Data records>
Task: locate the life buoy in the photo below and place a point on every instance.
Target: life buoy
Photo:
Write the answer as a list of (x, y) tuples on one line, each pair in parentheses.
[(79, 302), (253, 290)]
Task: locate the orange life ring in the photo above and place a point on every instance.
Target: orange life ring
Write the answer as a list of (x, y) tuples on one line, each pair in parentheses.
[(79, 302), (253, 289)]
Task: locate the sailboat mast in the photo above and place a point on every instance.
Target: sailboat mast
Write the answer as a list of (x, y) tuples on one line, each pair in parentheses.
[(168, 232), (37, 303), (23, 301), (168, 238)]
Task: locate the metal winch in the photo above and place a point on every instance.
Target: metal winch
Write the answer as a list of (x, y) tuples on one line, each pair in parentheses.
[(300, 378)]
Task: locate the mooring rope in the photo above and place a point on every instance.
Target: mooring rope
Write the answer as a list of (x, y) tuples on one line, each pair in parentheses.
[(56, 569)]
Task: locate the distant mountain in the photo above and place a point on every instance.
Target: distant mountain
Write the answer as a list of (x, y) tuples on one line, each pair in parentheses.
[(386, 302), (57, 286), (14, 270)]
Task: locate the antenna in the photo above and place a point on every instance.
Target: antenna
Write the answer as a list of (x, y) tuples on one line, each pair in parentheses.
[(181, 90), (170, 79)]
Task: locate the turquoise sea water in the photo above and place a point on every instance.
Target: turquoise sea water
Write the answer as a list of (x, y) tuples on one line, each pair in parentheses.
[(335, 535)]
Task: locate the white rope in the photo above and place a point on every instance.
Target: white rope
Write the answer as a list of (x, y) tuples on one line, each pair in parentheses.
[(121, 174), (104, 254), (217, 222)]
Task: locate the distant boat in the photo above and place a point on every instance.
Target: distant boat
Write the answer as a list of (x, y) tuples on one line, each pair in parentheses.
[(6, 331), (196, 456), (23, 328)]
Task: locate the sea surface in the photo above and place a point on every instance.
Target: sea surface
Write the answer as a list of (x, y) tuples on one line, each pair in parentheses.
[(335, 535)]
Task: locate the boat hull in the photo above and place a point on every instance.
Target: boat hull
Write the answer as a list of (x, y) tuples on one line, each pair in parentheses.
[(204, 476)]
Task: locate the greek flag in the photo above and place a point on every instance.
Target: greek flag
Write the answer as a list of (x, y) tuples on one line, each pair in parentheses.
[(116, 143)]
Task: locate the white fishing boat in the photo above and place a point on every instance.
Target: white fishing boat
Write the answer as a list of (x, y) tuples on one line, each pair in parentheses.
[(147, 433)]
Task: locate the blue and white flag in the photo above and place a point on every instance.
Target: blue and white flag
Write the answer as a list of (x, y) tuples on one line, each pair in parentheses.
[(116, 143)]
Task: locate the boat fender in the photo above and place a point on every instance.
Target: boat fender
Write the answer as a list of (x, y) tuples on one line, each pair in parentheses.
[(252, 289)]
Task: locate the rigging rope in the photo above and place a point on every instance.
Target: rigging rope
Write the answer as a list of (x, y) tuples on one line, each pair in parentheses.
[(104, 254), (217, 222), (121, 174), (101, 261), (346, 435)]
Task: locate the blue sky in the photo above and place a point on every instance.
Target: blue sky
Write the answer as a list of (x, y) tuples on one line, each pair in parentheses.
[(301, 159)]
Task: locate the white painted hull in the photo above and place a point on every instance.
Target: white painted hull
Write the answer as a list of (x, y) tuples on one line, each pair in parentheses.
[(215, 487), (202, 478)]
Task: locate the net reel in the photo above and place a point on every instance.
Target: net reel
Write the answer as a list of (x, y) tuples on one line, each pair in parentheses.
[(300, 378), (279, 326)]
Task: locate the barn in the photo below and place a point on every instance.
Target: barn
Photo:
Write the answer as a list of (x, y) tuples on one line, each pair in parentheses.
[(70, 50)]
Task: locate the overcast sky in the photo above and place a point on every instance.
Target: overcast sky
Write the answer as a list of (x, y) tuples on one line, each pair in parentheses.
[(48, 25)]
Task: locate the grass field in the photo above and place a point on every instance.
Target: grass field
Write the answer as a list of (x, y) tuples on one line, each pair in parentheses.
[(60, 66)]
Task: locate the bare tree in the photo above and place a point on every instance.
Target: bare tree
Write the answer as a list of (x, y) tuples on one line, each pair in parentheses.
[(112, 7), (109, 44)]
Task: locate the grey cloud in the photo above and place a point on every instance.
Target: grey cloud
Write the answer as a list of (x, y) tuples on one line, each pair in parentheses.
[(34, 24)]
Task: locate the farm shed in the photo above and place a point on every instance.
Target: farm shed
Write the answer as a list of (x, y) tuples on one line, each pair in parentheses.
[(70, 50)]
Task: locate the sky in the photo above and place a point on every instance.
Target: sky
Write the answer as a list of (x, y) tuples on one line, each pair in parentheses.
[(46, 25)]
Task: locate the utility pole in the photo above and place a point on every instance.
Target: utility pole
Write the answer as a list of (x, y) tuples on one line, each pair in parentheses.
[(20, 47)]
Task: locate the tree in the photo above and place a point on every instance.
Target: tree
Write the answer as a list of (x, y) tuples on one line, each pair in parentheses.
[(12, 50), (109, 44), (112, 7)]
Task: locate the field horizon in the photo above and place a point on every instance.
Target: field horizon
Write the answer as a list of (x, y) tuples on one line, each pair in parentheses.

Directions> Above this task is a listing. Restate, word for word and with nothing added, the lines from the one with "Task: locate the rigging" through the one with "Task: locate the bare".

Task response>
Task: locate the rigging rope in the photo above and place a point on every instance.
Target: rigging rope
Write the answer as a list of (x, y) tuples on one line, each pair in parentheses.
[(104, 254), (217, 222), (121, 174), (101, 261), (346, 435)]
Task: locate the blue sky in the photo above and place a point on every instance.
Target: blue sky
Write the answer as a list of (x, y) tuples on one line, each pair in parentheses.
[(301, 159)]
Task: locate the white painted hull in the photo above and place a point on every instance.
Target: white painted hull
Write the answer as a list of (x, y) tuples on one line, each pair in parentheses.
[(215, 487), (202, 478)]
Task: locate the net reel in the photo above and place a point on every instance.
Target: net reel
Write the answer as a list of (x, y) tuples on one line, each pair in parentheses.
[(300, 378), (279, 326)]
Task: locate the barn in the photo below and place a point on every instance.
Target: barn
Photo:
Write the answer as a list of (x, y) tuples on one line, each pair in parentheses.
[(70, 50)]
Task: locate the overcast sky in the photo above and place a point on every instance.
Target: overcast sky
Write the answer as a list of (x, y) tuples on one line, each pair in parentheses.
[(48, 25)]
Task: locate the grass field in the photo above and place a point on every instance.
Target: grass field
Write the answer as a list of (x, y) tuples on one line, each pair in parentheses.
[(60, 66)]
Task: locate the bare tree in the photo above and place a point on every instance.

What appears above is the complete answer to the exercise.